City might have recovered from their mid-season slump to work their way back up to fourth place in the Opta Power Rankings, but having held top spot for 624 days before they lost it on 26 November, they will be hugely disappointed to record a four-fold drop in their year-on-year position (from first to fourth).

Madrid did precisely the same, dropping to four times as low a position, going from second last summer to eighth this. Both will be hoping to paper over the cracks of their season with Club World Cup glory this summer.

Biggest Movers

Australian side Melbourne Knights aren’t helped by their domestic season not following the same calendar as us in Europe, so they played fewer games in the period we’re looking at than many of the other teams involved, but their form has been an even bigger problem.

They ended the 2024 National Premier League season with a terrible run of results, and have begun 2025 little better, currently rock bottom of the Victoria province section of the NPL. Since last August, they have dropped more places (-5,775) in the Opta Power Rankings than any other team in world football.

---------------

=== What is being asked ===
According to the Opta Power Rankings excerpt, how many days did City hold the top spot before losing it on 26 November?

=== Material ===
---------------

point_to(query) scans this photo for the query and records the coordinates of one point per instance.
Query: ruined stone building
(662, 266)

---------------

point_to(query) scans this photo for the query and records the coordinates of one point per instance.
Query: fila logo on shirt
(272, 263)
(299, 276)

---------------

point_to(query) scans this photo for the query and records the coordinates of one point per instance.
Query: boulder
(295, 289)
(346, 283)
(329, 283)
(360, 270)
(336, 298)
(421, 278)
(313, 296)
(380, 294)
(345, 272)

---------------

=== Response below ===
624 days